#### Exercise directions:
Pick up the article about pitchers being pulled in the middle of no-hitters and continue it from its last sentence.
*** Document segment Section Begins ***
No-Hitter Etiquette

April Is The Season To Pull Pitchers In The Middle Of No-Hitters

Bauer bumps

In the let-the-kids-play world of new school baseball, the acceptance of bat flips and related celebrations isn’t the only thing turning the unwritten rules on their ear. Once, not so long ago, it was shocking to see a pitcher pulled in the middle of a no-hitter. Now we’ve now seen it happen twice in the span of a week.

Yesterday it was Trevor Bauer, who through seven innings and 117 pitches had allowed no hits to Toronto. The right-hander had racked up eight strikeouts and six walks (plus a 31-pitch third inning), and though he’d thrown as many as 147 pitches in a game back in college, Cleveland manager Terry Francona was not going to let him get anywhere near that number again.

On Monday it was Baltimore’s David Hess, who was yanked by manager Brandon Hyde in the middle of the seventh after only 82 pitches. His recent workload, however, included 42 pitches on opening day, four days earlier.

Hyde is a rookie skipper, only 45 years old. Francona is managing in his 19th big league season. What they have in common is the perspective that at such an early junction of the season, it simply doesn’t make sense to put unnecessary stress on a pitcher’s arm.
*** Document segment Section Ends ***
*** Source data Section Begins ***
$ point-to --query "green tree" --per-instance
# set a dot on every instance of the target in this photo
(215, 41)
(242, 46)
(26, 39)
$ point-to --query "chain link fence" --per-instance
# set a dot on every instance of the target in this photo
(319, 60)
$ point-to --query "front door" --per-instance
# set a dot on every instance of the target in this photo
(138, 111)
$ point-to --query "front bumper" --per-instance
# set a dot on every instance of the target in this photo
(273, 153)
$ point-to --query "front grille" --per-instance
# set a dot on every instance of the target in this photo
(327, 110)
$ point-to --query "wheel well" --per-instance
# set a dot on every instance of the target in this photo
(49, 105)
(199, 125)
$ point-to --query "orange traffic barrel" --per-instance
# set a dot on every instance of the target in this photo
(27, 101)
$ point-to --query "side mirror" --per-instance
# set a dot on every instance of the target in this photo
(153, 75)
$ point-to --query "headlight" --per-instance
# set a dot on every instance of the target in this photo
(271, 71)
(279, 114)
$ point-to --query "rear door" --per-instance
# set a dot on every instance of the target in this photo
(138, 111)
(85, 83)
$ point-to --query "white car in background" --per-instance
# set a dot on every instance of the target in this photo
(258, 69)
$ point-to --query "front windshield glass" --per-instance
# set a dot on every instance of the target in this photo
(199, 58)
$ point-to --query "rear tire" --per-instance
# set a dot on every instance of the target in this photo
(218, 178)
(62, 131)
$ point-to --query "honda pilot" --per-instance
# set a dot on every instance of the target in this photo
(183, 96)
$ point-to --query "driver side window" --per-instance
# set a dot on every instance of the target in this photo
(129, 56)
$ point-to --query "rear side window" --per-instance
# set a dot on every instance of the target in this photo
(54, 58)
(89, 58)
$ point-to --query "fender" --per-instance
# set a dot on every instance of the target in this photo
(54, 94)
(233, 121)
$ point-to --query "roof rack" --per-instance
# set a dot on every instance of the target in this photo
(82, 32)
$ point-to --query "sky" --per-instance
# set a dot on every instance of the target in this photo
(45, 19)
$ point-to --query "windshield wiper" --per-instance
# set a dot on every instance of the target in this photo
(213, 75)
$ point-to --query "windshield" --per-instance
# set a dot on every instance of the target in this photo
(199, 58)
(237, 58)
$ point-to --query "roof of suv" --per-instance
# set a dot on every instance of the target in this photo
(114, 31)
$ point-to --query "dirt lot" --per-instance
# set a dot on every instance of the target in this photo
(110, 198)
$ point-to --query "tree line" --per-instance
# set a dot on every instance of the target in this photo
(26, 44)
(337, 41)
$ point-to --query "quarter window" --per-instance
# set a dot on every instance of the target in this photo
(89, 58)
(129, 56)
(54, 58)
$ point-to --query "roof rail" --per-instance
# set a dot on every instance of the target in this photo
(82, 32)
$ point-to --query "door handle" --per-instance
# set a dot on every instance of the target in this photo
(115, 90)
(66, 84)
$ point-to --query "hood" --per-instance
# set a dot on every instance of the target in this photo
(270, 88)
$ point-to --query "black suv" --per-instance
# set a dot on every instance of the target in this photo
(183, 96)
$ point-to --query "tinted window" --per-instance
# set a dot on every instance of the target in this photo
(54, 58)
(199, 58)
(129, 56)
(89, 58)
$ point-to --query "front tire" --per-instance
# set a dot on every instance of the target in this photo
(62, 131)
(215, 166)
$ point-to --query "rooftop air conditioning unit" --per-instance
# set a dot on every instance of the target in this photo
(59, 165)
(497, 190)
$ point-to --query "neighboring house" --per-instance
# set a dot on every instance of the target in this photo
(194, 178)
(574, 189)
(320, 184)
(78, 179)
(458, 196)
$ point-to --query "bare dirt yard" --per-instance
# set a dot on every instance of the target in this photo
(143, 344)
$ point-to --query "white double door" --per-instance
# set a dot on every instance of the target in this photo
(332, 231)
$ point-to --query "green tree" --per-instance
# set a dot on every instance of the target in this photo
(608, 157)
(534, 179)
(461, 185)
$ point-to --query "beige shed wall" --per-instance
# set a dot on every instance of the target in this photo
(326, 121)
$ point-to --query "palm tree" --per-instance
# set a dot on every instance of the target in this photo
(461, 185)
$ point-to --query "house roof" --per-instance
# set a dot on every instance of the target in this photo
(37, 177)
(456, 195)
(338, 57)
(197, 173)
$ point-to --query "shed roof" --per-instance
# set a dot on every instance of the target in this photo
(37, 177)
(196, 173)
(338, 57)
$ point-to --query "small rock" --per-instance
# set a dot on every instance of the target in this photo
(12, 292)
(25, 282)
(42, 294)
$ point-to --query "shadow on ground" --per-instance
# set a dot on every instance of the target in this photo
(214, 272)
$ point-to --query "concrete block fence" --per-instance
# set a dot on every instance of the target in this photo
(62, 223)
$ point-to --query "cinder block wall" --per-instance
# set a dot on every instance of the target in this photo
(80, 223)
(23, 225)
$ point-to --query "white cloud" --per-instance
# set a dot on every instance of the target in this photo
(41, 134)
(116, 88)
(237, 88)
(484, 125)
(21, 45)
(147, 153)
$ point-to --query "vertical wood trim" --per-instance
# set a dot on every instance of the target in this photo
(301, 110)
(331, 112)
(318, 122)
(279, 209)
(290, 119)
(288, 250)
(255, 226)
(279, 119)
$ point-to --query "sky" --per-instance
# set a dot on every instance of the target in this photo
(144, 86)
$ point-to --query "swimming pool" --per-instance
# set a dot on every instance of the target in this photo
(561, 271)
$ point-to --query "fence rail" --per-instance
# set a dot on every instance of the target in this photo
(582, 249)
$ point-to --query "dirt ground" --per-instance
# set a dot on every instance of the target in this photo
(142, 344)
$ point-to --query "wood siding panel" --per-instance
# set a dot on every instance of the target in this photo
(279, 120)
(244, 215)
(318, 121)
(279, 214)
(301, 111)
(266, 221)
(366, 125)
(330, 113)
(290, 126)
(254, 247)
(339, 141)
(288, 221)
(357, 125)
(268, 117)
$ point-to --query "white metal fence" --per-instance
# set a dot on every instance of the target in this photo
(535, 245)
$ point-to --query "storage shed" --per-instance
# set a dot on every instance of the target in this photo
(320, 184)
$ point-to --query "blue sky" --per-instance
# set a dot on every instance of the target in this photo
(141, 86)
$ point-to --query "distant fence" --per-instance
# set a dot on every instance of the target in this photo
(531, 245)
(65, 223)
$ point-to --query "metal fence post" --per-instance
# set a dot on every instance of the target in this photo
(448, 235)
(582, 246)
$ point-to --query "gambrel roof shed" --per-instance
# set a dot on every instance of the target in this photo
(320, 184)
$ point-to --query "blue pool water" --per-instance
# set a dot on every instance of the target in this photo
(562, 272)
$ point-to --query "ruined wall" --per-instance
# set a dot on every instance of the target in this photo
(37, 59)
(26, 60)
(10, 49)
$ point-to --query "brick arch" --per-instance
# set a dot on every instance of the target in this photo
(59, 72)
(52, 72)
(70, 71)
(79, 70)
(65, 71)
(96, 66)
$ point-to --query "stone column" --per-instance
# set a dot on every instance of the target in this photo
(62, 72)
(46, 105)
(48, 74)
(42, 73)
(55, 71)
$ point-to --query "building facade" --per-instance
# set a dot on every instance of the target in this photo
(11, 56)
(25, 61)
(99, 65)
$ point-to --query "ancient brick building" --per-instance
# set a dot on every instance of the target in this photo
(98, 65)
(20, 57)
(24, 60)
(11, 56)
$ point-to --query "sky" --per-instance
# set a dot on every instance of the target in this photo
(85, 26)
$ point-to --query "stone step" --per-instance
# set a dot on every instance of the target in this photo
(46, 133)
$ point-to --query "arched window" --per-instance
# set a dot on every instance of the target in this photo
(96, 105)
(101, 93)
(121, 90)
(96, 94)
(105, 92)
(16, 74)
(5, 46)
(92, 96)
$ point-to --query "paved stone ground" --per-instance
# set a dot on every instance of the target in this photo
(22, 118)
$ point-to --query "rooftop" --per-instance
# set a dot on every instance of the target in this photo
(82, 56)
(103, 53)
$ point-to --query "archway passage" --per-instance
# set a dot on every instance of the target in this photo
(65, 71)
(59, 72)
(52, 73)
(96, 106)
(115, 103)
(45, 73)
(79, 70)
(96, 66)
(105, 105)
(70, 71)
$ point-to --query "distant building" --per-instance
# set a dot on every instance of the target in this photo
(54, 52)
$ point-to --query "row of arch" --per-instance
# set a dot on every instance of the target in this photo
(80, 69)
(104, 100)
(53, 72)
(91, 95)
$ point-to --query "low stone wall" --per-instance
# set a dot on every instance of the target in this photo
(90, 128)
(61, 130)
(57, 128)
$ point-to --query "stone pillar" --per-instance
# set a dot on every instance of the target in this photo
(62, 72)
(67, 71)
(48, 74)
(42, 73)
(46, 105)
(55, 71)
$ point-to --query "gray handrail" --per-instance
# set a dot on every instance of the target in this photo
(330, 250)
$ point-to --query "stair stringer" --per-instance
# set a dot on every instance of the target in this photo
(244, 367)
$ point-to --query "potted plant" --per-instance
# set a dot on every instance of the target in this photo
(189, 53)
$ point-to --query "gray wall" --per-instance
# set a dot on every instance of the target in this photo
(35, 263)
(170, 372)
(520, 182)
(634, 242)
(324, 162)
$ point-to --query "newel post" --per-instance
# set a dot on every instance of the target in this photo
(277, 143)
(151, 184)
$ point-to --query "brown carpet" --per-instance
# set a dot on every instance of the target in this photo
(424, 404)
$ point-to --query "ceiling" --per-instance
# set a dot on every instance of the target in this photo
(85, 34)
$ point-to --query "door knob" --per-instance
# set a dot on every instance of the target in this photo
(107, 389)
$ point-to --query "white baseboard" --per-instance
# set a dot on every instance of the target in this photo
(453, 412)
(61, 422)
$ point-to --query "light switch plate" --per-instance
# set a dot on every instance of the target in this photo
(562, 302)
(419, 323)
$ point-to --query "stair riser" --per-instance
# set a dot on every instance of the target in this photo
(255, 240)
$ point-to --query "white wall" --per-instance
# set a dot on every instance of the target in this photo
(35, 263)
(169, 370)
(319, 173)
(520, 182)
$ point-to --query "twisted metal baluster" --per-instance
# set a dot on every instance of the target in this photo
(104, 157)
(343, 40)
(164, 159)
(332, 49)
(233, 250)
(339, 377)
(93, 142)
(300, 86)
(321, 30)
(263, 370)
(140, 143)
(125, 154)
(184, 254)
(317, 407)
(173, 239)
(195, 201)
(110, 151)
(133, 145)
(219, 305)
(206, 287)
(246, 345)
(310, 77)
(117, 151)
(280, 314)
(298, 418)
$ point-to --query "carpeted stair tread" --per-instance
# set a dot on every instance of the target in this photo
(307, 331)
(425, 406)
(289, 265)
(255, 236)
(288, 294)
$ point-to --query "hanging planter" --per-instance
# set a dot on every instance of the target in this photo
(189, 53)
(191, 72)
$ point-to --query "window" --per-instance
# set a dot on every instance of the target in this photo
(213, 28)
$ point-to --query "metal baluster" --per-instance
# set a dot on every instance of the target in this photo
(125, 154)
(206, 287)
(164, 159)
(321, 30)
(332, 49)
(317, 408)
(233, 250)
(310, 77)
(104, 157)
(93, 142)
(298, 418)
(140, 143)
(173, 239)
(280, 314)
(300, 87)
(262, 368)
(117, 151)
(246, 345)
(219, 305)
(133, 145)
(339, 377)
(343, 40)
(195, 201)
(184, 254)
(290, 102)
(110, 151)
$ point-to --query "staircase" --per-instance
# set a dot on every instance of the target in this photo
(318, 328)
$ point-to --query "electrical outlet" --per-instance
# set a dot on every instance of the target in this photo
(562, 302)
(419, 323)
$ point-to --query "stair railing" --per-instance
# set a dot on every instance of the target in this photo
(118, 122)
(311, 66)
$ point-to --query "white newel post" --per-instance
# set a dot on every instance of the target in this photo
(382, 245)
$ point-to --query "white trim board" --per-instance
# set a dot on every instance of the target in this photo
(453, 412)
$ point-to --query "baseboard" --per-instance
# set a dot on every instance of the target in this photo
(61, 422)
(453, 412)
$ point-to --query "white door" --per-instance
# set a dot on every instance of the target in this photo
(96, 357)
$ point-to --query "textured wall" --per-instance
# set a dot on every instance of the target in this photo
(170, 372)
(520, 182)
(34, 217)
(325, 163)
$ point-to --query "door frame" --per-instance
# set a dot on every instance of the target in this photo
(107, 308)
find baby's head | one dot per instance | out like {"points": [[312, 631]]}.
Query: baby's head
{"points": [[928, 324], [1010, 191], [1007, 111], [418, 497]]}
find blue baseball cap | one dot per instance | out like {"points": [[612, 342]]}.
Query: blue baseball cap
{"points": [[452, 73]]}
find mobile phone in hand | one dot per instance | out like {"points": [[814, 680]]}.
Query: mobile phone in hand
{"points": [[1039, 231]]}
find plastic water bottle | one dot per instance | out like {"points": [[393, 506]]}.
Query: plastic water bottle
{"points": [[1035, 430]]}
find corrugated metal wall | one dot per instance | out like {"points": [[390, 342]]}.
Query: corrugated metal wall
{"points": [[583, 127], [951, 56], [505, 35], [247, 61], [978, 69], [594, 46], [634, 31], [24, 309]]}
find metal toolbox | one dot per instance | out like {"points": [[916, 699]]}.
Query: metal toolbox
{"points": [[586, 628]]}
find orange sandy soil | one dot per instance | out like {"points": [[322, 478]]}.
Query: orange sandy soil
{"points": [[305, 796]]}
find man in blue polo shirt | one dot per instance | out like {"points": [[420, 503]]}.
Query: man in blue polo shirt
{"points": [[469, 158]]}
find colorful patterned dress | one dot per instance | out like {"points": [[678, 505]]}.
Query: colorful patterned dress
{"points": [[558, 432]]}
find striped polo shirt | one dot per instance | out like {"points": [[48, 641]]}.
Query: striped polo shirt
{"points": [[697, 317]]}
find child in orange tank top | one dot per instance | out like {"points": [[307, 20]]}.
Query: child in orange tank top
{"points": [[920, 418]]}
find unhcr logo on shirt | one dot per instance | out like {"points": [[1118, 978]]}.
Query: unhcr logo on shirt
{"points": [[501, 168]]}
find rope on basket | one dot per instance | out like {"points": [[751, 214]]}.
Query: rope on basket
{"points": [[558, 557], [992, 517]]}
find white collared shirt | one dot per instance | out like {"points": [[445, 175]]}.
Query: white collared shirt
*** Source data Section Ends ***
#### Exercise answer:
One need look no further than Johan Santana for a cautionary tale. The left-hander, on a Hall-of-Fame track to that point in his career, tossed a 134-pitch no-hitter for the Mets in 2012. He was left in by manager Terry Collins solely to pursue the first no-hitter in Mets history despite having missed the previous season following shoulder surgery, and despite Collins having proclaimed a 115-pitch limit for him before the game. Santana’s ERA, 2.38 through 11 starts to that point, was 8.27 in his 10 starts thereafter. After that, he never pitched in the big leagues again.

Nobody wants to revisit that kind of decision. Pitchers were pulled in the middle of no-hitters twice last year in Oakland alone—once for the A’s (Sean Manaea) and once for an opponent (Nathan Eovaldi, then with the Rays). Overuse is a risk that managers are no longer willing to stomach.

“I didn’t want to take him out …” Francona told reporters after the game about his decision to remove Bauer. “I told him I hate it. He goes, ‘I hate it too, but I know it’s the right thing.’ I care too much about him and this organization to hurt somebody. I would have loved to have seen it because I don’t doubt that he would have kept pitching and probably not given up a hit the way he was throwing. I just have an obligation to do the right thing even when it’s not the funnest thing to do.”

Leave fun to the bat-flippers, I guess. New-school baseball can be so confusing.